◆ Texte source ◆
((

Emplumé de chatoyantes et diverses couleurs, il se
plaît au plus profond des bois, il est de forme lourde
et gauche, très agile pourtant ; il ne chante pas, il
ne crie qu'à de longs intervalles, mais les petits
coups secs et répétés sans fin qui
révèlent sa présence et son travail
acharné, disent de grands secrets à qui sait
les comprendre.
Ils sont nombreux ces augures, souvent consultés, car
la flèche des chasseurs les respecte, plus nombreux
encore les aigles, les faucons, les corbeaux, confidents et
révélateurs des oracles divins. Cette
contrée en effet apparaît telle encore, ou
à peu près, que les dieux l'ont livrée
aux premiers hommes.
Un fleuve s'y épand, égarant ses
méandres capricieux. Le berger qui du haut de quelque
colline le contemple et le suit, ou le devin curieux des
libres horizons et des mystères célestes, le
compare à la couleuvre paresseuse et flexible qui
passe, ondule et disparaît dans les herbes. Plus tard
ses eaux jauniront souillées de fange et de limon ;
elles sont blanchâtres maintenant. Les sources
volcaniques, les émanations souterraines que le soufre
pénètre, les ont ainsi colorées. Le feu
n'est pas encore déchu de sa toute-puissance. Au pied
d'une colline qui sera dite l'Aventin, l'antre de Cacus, le
brigand voleur de bétail, jette des flammes
redoutées ; et souvent la terre brusquement
secouée se fend, réclamant quelque illustre
victime. En des âges que rien ne fait pressentir
encore, au milieu même du petit vallon devenu le
glorieux Forum, un gouffre s'ouvrira tout à coup, et
Decius, qu'un dévouement sacré librement y
précipite, seul obtiendra des dieux qu'il se
referme.

))

◆ Données présentées ◆
((

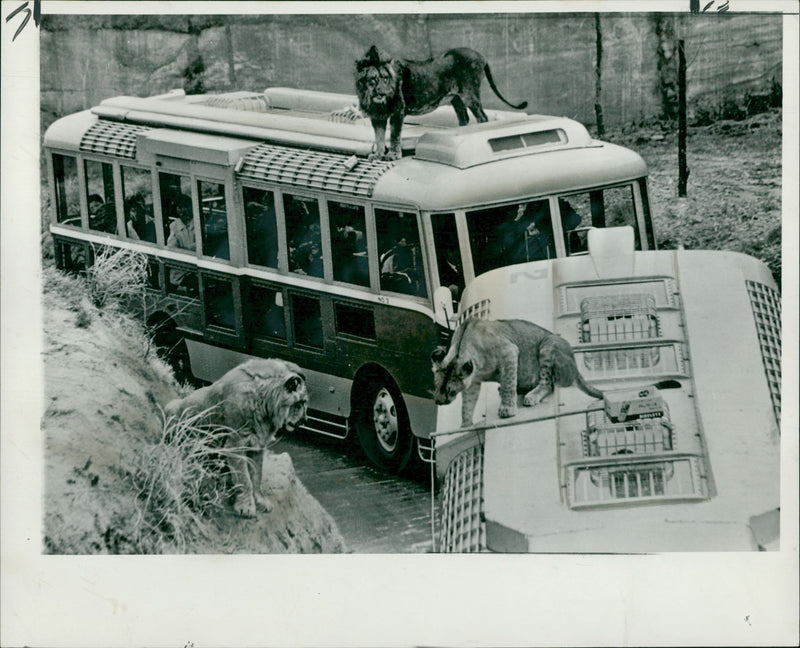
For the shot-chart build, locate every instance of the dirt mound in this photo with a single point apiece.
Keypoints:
(103, 387)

))

◆ Liste des activités ◆
- A) Quels oiseaux le texte source désigne-t-il par leur nom ? Relevez-les tous.
- B) D'après le texte source, de quelle couleur sont maintenant les eaux du fleuve ?

◆ Corrigé de l'exercice ◆
- A) Les aigles, les faucons, les corbeaux.

- B) Elles sont blanchâtres.